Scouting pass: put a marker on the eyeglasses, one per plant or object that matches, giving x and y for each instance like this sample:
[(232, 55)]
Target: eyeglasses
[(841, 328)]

• • • •

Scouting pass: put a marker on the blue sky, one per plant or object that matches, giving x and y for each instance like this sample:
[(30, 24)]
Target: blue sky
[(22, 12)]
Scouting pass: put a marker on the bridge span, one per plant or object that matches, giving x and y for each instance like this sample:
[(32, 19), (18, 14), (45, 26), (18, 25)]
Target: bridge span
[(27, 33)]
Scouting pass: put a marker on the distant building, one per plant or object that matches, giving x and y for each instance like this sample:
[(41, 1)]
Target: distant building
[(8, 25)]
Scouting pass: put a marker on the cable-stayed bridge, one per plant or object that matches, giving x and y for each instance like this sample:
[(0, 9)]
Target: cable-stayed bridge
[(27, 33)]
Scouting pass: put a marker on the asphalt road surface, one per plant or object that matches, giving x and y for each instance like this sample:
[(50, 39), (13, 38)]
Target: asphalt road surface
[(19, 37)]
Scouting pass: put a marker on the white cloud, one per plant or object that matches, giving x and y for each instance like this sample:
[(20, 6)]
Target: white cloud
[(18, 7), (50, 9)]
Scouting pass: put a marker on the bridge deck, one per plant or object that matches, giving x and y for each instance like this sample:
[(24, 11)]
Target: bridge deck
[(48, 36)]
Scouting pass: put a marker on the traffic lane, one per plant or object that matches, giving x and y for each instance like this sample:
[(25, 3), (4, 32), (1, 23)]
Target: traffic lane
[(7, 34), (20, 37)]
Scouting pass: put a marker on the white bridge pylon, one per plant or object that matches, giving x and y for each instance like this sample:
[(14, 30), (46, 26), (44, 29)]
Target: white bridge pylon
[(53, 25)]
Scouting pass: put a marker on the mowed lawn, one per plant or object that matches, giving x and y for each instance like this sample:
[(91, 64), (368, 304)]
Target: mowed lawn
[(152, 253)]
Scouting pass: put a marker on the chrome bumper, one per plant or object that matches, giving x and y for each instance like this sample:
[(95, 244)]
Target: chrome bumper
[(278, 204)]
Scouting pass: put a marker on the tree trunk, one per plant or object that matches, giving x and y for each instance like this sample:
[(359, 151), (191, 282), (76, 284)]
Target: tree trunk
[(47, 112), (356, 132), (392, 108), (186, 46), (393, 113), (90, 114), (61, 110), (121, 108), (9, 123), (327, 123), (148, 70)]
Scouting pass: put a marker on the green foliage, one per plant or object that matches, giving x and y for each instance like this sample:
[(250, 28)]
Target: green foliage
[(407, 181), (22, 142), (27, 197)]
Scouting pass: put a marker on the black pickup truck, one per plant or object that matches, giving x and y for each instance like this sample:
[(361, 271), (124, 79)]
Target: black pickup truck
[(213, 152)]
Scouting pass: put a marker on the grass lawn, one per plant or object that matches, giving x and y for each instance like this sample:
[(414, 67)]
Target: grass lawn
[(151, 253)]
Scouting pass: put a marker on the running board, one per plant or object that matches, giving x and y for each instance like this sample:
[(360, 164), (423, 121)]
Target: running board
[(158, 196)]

• • • •

**What is being asked**
Replace "Target" with "Label" in the lines between the one containing "Scouting pass: put a marker on the tree" and the one containing "[(213, 152)]", inclusive, and give only those lines back with everything else left as it is.

**Correct answer**
Scouting pass: put a marker on the tree trunk, one per plant or object that matches, giving x and y for each instance like this sample:
[(359, 151), (191, 282), (76, 284)]
Label: tree trunk
[(47, 112), (356, 132), (392, 108), (186, 46), (393, 113), (90, 114), (61, 110), (121, 108), (9, 123), (327, 123), (148, 70)]
Scouting pass: put a marker on the green foliage, one per plant or object that matches, giving x and y for each instance like this sample:
[(250, 28)]
Label: green foliage
[(407, 181), (22, 142), (27, 197)]
Scouting pass: put a marker on the black pickup truck, one per plant or object that matches, giving x and y for each instance like this sample:
[(361, 271), (124, 79)]
Label: black pickup truck
[(213, 152)]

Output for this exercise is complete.